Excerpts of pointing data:

..............................

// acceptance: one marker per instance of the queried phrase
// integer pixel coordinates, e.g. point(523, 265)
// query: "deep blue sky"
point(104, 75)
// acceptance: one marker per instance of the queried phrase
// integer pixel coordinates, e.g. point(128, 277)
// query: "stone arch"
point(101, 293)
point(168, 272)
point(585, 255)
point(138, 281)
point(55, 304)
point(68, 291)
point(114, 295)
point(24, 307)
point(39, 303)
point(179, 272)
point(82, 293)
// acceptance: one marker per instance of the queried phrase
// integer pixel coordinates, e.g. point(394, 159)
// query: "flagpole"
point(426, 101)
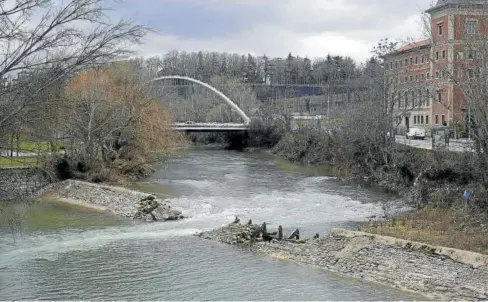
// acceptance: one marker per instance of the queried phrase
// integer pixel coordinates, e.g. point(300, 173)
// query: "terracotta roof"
point(413, 45)
point(442, 3)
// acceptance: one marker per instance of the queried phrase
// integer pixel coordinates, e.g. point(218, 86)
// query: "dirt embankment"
point(117, 200)
point(435, 272)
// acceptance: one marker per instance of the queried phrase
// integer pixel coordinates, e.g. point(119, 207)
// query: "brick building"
point(423, 74)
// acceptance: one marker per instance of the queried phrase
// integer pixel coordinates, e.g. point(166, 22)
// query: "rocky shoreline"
point(116, 200)
point(437, 273)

..............................

Goal | Arrange the records, from the start of the records through the line holding "point(82, 293)" inclusive, as a two-column CSV with the columns query_text and points. Use one row per record, with its text under query_text and its answer under points. Put each field in quotation marks and replace any line breaks with spaces.

Solution to this problem |
query_text,points
"// acceptance: one marker per instance of the queried phrase // integer pixel coordinates, e.g. point(523, 265) // query: ""deep blue sky""","point(104, 75)"
"// acceptance: one marker per instance of the queried phrase // integer pixel coordinates, e.g. point(128, 277) // query: ""stone arch""","point(101, 293) point(168, 272) point(585, 255) point(138, 281) point(55, 304) point(68, 291) point(114, 295) point(24, 307) point(39, 303) point(179, 272) point(82, 293)"